**Page extract:**
# Cat keeps running away mid play, is she scared?



## Lavalamp (Sep 7, 2015)

I just got my first cat Lava 3 weeks ago. She is a marbled bengal and is 7 years old. I've never owned a cat and don't know a lot about their mannerisms and such.

First of all, Lava has warmed up to myself and my girlfriend quite well over the past 3 weeks. She curls up on my lap already while I study and loves to be pet and get attention. She does love to play and enjoys the toys we've gotten her thus far.

So for toys we have a couple of feathers at the end of a rope, a couple of those plastic springs and a couple of ping pong balls. She loves the springs and is constantly playing with those. She isn't really into the feather, though when she gets going she will chase it around.

So to my question. When she gets going and starts to chase around the feathers she gets pretty fast and a tad crazy. But while in mid chase of the feather she'll freeze for a split second and just take off into the bedroom (we live in a 1 bedroom apartment). I've went to check on her once or twice and she bolts under the bed. When I don't check on her, or after she goes under the bed, within 2 minutes she walks back out and just lays down on the floor. I've made sure that I'm not towering over her and she will even do it if I'm laying on the floor and she's turned away from me or towards me.

Is this normal for cats? I usually have to coax her back into play after she lays down. Is she scared of something or is this some kind of way for her to play. I would just like to keep playing with her without her running away every time she gets going and of course if she's scared of something try to help her with that.


----------



## 10cats2dogs (Jun 16, 2013)

Hi Cody!,
It almost sounds like she's giving herself a 'timeout' when she starts getting wound up playing!
Then when she calms down, she's back for the next round!
It could be something she learned from the breeder?
Also she's still settling in, and figuring out how everything works at your home!
I'll be curious, to see what Librarychick might have to say, she's our resident guru on animal behavior! 
She trains people, and their pets!
Sharon


----------



## Mochas Mommy (Dec 9, 2013)

Luna often does this when she is playing with her pen caps. She goes full out with a multitude of Ninja moves, then goes to hide in a room and often peeks out to spy on her pen cap. It is almost like she is waiting to see if it moves on its own so she can pounce out and get it again. Of course, the thing doesn't move...so eventually she comes out and relaxes....until something else catches her attention. 

Lava has spent her last 7 years in a cattery....when breeding, the Queens don't get a lot of exercize or stimulation. They eat and look after kittens...then start cycling again (which is a whole other story of craziness). Lava is acting a lot like a kitten when she is playing right now. 

Have you tried da Bird with her? All of my Bengals LOVE their da Birds! Feathers are one thing...feather toys another...but da Bird keeps their attention for a LONG time!


----------



## Marcia (Dec 26, 2010)

I think Sharon is right. She may get so worked up that she needs to retreat. I wouldn't worry about it at. Bengals like to move fast and far so that sprint to the bedroom might be some sort of self regulation.


----------



## catloverami (Jul 5, 2010)

It may be just part of her style of play. On the other hand it could be she is giving herself a timeout. Does she get to the point of panting and then run in the other room? I think if she were doing that, if she has not already been checked, there is a possibility she may have something going on with her heart....maybe a murmur? Did the vet give her a thorough checkup? Altho my Alkee has a grade 2 murmur, it hasn't slowed her down in her play, altho her vet says it is "transient" as he could not hear it when she was under anesthetic for teeth cleaning some years ago.


----------



## Lavalamp (Sep 7, 2015)

Thanks for the responses everyone!

catloverami - I don't think that's the problem, she hasn't ever been panting when she's done it and it could happen within the first minute of play if she really gets going over a feather or piece of rope. 

I think it could be a type of play as others have suggested. She does take the toy with her if she can I've noticed so maybe it's her trying to get some exercise haha. If anything changes I'll make sure to make a trip to the vet to get that checked out though.


----------



## TranquilityBlue (Nov 13, 2014)

I would say it's normal. My Manx boy Spot does this. All of the sudden he'll go wide eyed when we're playing and tear off into another room. He usually comes galloping back in a minute or two if I don't go after him!


----------

**Set problem:**
Give again, word for word, the stretch of the forum thread about a cat running off mid-play from "It may be just" through "the responses everyone!".

**Provided records:**
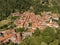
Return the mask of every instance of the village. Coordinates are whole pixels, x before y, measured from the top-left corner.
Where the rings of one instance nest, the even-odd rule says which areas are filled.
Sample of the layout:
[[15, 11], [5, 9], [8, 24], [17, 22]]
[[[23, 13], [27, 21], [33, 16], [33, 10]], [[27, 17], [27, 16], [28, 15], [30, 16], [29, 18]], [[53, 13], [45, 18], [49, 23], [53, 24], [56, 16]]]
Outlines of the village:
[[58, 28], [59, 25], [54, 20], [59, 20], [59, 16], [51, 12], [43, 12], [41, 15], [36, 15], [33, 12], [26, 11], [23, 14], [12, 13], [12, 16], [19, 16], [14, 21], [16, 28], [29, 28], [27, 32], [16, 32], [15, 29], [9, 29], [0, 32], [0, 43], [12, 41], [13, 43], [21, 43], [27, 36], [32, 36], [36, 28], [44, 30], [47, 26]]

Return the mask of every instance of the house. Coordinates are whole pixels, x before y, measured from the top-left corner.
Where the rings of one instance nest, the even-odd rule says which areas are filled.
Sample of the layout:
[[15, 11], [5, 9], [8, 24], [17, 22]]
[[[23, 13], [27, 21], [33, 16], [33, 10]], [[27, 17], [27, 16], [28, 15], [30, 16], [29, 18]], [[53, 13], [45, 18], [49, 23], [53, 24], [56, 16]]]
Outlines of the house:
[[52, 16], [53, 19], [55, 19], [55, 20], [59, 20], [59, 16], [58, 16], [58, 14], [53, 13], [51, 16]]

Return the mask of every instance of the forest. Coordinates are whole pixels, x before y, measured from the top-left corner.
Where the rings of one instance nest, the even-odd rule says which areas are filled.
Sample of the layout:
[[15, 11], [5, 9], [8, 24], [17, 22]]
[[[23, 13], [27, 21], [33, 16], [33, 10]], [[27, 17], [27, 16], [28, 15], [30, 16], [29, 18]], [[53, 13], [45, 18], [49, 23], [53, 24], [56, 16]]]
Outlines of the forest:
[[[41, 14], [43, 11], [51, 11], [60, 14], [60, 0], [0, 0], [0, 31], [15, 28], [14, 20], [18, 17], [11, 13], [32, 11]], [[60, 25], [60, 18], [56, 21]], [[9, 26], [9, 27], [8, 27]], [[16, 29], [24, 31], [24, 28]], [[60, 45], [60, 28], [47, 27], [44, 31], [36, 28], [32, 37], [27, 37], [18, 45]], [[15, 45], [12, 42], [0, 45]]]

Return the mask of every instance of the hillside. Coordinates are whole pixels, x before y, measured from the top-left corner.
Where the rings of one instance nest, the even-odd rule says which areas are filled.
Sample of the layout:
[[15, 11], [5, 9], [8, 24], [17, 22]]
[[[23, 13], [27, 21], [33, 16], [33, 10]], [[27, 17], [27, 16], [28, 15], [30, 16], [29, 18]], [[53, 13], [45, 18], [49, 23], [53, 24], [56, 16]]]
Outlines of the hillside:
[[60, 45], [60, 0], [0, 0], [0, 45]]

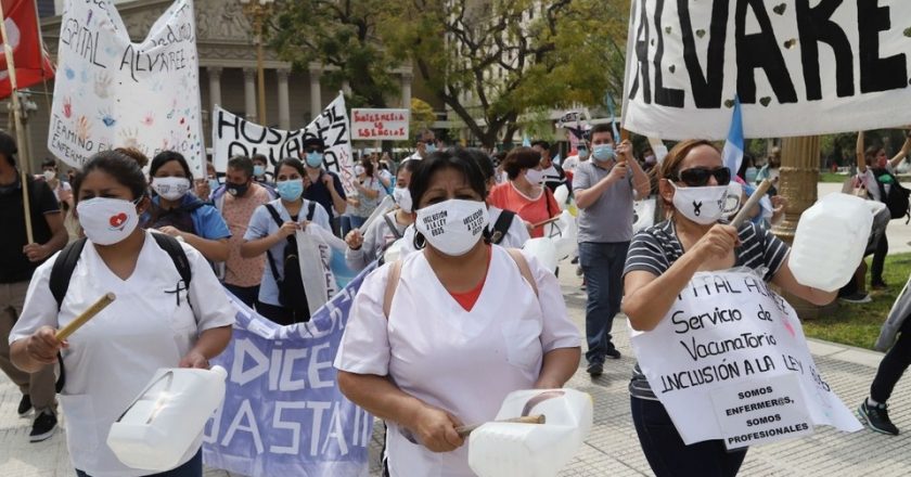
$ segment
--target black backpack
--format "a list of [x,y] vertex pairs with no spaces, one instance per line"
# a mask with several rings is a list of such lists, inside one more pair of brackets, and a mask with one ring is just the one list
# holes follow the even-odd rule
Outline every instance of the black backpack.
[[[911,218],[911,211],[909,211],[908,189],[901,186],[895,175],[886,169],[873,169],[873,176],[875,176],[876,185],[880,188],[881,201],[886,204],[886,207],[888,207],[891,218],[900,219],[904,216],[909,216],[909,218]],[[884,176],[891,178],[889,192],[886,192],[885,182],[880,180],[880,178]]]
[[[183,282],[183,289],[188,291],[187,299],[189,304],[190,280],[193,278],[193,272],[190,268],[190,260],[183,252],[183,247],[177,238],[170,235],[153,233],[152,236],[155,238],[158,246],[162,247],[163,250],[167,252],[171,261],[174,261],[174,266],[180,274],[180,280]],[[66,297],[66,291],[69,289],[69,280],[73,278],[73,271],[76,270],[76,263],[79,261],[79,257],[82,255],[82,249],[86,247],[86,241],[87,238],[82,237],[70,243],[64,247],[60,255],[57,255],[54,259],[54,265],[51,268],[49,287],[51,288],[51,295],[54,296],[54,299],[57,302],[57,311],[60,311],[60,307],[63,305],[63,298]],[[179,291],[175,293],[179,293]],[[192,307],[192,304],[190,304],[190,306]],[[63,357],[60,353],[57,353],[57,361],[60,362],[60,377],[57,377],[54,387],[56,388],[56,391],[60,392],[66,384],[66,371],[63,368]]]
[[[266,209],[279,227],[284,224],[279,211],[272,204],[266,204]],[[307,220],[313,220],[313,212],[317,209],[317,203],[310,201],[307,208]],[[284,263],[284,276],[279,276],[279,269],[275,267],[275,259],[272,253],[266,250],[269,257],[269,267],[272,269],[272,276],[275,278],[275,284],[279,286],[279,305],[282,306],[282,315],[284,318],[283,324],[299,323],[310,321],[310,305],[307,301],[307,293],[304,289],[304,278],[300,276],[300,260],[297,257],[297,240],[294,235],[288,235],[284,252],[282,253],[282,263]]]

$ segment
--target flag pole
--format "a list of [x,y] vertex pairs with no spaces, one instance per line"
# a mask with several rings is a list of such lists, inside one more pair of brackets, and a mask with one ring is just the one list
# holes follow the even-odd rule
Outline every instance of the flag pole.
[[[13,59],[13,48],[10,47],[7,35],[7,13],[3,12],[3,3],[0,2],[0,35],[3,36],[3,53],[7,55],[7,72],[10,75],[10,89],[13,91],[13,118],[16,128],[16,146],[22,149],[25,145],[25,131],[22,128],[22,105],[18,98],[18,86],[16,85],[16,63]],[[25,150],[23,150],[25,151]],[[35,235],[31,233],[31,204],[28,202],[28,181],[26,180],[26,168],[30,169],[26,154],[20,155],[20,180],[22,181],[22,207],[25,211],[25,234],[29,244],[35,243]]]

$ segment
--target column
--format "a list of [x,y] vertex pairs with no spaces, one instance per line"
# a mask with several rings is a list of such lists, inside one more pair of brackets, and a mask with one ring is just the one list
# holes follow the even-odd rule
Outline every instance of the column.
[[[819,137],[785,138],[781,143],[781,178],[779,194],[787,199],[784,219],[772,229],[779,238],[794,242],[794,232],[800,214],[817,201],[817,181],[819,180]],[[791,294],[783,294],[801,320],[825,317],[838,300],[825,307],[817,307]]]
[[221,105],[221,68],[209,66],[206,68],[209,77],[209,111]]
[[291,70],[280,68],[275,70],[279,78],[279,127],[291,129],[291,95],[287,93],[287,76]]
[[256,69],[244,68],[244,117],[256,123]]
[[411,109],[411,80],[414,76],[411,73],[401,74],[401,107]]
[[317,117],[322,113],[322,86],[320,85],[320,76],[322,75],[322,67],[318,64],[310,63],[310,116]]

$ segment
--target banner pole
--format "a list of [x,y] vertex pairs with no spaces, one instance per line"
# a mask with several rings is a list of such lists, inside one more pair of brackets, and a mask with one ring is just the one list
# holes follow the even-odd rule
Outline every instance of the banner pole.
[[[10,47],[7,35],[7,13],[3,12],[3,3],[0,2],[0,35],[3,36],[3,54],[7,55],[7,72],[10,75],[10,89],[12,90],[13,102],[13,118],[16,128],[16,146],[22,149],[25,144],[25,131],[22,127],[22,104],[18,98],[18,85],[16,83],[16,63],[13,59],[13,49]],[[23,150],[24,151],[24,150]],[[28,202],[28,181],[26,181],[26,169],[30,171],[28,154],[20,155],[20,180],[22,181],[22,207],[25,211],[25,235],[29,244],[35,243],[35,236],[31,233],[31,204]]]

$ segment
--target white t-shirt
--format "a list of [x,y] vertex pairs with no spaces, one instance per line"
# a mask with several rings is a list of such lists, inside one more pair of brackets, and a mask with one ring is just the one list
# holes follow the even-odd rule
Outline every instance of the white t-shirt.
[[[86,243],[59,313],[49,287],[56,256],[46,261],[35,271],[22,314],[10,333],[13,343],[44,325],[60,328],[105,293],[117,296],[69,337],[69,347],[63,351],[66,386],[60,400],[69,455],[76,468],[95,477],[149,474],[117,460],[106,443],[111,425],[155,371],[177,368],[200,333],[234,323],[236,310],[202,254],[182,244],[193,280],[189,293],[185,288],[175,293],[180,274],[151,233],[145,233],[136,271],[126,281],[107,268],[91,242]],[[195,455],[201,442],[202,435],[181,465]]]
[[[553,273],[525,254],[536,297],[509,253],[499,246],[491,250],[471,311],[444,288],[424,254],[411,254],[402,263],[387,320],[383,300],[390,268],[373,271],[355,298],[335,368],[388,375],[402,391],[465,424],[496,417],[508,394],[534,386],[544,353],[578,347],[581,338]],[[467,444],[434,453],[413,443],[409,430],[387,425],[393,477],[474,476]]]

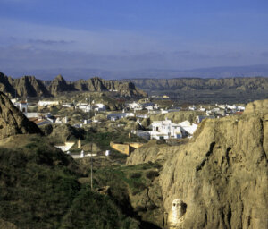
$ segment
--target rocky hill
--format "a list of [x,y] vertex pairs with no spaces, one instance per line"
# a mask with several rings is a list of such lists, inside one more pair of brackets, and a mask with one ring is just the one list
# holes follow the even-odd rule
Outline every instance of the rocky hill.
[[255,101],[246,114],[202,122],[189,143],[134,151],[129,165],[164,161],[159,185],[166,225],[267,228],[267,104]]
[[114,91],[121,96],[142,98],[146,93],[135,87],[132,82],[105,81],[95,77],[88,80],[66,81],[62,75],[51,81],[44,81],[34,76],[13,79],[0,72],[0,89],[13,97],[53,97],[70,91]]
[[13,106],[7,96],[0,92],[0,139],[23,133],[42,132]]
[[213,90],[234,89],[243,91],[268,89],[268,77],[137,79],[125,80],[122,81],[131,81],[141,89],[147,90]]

**Reply:**
It may be just part of her style of play. On the other hand it could be she is giving herself a timeout. Does she get to the point of panting and then run in the other room? I think if she were doing that, if she has not already been checked, there is a possibility she may have something going on with her heart....maybe a murmur? Did the vet give her a thorough checkup? Altho my Alkee has a grade 2 murmur, it hasn't slowed her down in her play, altho her vet says it is "transient" as he could not hear it when she was under anesthetic for teeth cleaning some years ago.


----------



## Lavalamp (Sep 7, 2015)

Thanks for the responses everyone!